→ **SUPPLIED TEXT**:
━━━━━━━━━━━━━━━━

This house is free of bad feelings–free of dark corners or suspicious sounds. I was describing it to a friend and came up with a good metaphor. The house is like a labrador retriever: golden, warm, and solid. It’s like a big dog that embraces anyone entrusted to its care. When we’re out, I’m excited to come home. And when we’re home I’m constantly discovering new things. The other day, bringing in groceries, I peered into a giant pot which I thought was just a pot. Inside it was filled with water and tiny lily pads. Beneath the water I could see movement and when I focused I saw schools of tiny fish and tadpoles. In the morning a lotus blooms and emerges from underneath. As the day goes on it disappears only to come back the next day.

I love it here. All other places have dissipated.

Hawaiian Warrior


This afternoon was fantasy city.  K and I got to meet BJ Penn at Ala Moana.  He was signing autographs for two hours at Nordstroms. It was a decent crowd but not a long wait.  There aren’t so many people I would be excited to meet but BJ is one of them.  Getting closer to the front of the line we could see him hug and give everyone a paternal rub on the back.  Everything about his persona is warm and welcoming.  It’s nice to believe that someone can be a superhero.


After Ala Moana we had lunch at Nico’s.  My FAVORITE.  Ahi Furakake.  Dreamy Plate lunch:


I feel like Homer Simpson….FU  RA  KA KEEEEEE



Ugh.  I have to write new stuff.  The conference co-chairs gave us the date of the panel reading.  It’s called Pilipino Kahit Saan, Kahit Kaila.   Which roughly  means you’re Filipino wherever you are no matter what.

I found  my former teacher Kurt on the web the other day.  I need a pep talk from him…wish I could find him.  K suggested I write ‘for’ Kurt to make up for not being able to talk to him.  I think what helps is writing for Ruth.

Robin was going through Ruth’s writings and he said my poems were mixed in with hers.  He’s going to send them to me in case I want to use some in April.  He said there was one about Long Island that was quite good. I’d written it on the LIRR.  The last line was something like ‘it doesn’t get worse than this’.  I started laughing when Robin brought it up because when Ruth read it she said ‘oh it does’.

I miss her

I miss her

I miss her

Oh Bama


This is my last post before Obama becomes President.  After the election my rabid enthusiasm dwindled but in the last few hours I’ve begun to feel emotional about tomorrow.  It’s an exciting time: New Year,  MLK day, the Inauguration, K’s birthday, and then Monday is the start of Lunar New Year–like a categorical clean slate.

━━━━━━━━━━━━━━━━

In the blog posts, what kind of dog is the house compared to? The listing after this is separate from the blog posts.

→ **SOURCE MATERIAL**:
━━━━━━━━━━━━━━━━

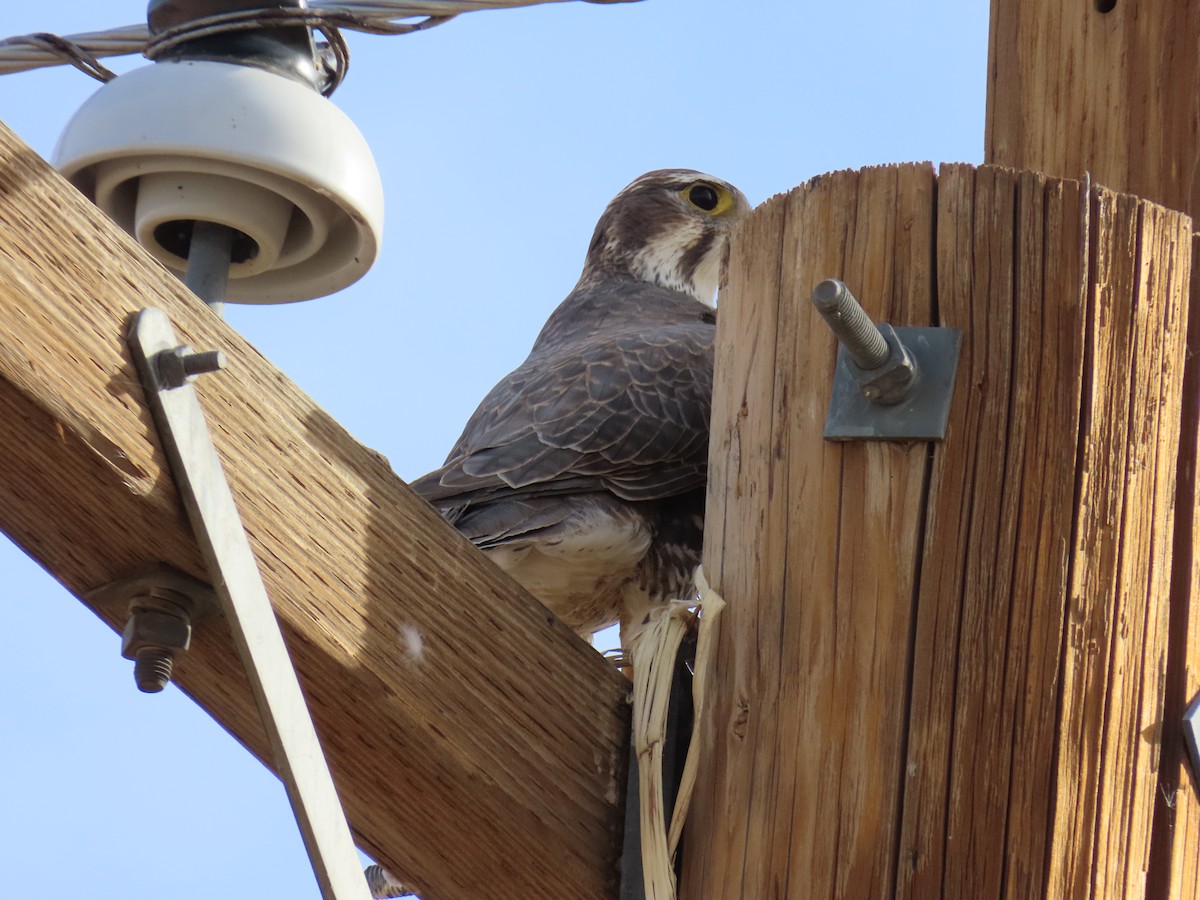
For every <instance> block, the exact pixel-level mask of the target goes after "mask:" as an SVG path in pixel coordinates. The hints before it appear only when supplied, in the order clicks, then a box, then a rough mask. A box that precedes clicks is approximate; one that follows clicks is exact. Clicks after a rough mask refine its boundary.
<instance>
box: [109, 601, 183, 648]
mask: <svg viewBox="0 0 1200 900" xmlns="http://www.w3.org/2000/svg"><path fill="white" fill-rule="evenodd" d="M191 640H192V625H191V624H190V623H188V622H187V619H186V618H184V617H181V616H175V614H173V613H169V612H162V611H158V610H134V611H133V612H132V613H131V614H130V618H128V622H126V623H125V631H124V634H122V635H121V655H122V656H125V659H137V656H138V653H139V652H140V650H143V649H155V650H170V652H172V653H181V652H184V650H186V649H187V647H188V644H190V643H191Z"/></svg>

━━━━━━━━━━━━━━━━

→ **FINAL ANSWER**: A labrador retriever.